• What you have to do
Reproduce each record below exactly as written.

• Data in this exercise
* BEGIN *
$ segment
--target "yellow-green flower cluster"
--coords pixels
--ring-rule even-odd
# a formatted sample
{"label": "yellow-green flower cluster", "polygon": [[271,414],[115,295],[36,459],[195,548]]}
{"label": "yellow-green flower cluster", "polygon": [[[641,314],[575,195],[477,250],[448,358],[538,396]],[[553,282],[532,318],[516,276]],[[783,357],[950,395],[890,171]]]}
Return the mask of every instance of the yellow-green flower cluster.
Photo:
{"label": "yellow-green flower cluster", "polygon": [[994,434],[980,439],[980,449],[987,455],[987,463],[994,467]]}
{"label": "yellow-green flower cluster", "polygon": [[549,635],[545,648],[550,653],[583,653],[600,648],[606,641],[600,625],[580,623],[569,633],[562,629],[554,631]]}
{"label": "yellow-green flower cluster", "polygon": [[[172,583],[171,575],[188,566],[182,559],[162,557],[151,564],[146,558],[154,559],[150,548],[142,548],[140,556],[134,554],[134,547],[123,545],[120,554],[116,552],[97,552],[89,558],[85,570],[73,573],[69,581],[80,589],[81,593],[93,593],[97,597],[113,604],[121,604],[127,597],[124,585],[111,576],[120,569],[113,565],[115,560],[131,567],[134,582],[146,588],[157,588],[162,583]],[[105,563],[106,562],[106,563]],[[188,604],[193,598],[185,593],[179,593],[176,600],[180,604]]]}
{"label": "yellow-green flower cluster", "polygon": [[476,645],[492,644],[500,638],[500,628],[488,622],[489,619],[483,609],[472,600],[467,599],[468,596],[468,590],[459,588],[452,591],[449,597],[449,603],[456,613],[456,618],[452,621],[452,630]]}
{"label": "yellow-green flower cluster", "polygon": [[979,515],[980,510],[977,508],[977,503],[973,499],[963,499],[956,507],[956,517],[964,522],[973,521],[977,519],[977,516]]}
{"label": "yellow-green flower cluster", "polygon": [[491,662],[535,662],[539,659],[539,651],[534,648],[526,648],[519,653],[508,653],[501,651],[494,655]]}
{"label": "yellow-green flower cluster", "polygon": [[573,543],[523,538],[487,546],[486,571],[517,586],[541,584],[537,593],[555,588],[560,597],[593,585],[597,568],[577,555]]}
* END *
• Written answer
$ segment
--target "yellow-green flower cluster"
--coords pixels
--ring-rule even-odd
# a formatted sample
{"label": "yellow-green flower cluster", "polygon": [[271,414],[115,295],[36,459],[195,548]]}
{"label": "yellow-green flower cluster", "polygon": [[[641,314],[575,195],[477,250],[448,358],[538,396]],[[553,282],[532,318],[516,276]],[[783,357],[950,395],[890,171]]]}
Return the mask of every instance of the yellow-green flower cluster.
Photo:
{"label": "yellow-green flower cluster", "polygon": [[994,434],[980,439],[980,449],[987,455],[987,463],[994,467]]}
{"label": "yellow-green flower cluster", "polygon": [[549,635],[545,648],[550,653],[583,653],[600,648],[606,641],[600,625],[580,623],[569,633],[562,629],[554,631]]}
{"label": "yellow-green flower cluster", "polygon": [[[172,583],[171,575],[188,566],[182,559],[162,557],[151,564],[146,558],[154,559],[150,548],[142,548],[140,556],[134,554],[134,547],[123,545],[120,554],[116,552],[97,552],[89,558],[85,570],[73,573],[69,581],[80,589],[81,593],[93,593],[97,597],[113,604],[121,604],[127,597],[124,585],[111,576],[120,569],[113,565],[115,560],[131,567],[134,582],[146,588],[157,588],[162,583]],[[105,563],[106,562],[106,563]],[[188,604],[193,598],[185,593],[179,593],[176,600],[180,604]]]}
{"label": "yellow-green flower cluster", "polygon": [[476,645],[492,644],[500,638],[500,628],[488,622],[489,619],[483,609],[472,600],[467,599],[468,596],[468,590],[459,588],[452,591],[449,597],[449,603],[456,613],[456,618],[452,621],[452,630]]}
{"label": "yellow-green flower cluster", "polygon": [[979,515],[980,510],[977,508],[977,503],[973,499],[963,499],[956,507],[956,517],[964,522],[973,521],[977,519],[977,516]]}
{"label": "yellow-green flower cluster", "polygon": [[491,662],[535,662],[539,659],[539,651],[534,648],[526,648],[519,653],[508,653],[501,651],[494,655]]}
{"label": "yellow-green flower cluster", "polygon": [[573,543],[523,538],[487,546],[486,571],[517,586],[541,584],[537,593],[555,588],[560,597],[593,585],[597,568],[577,555]]}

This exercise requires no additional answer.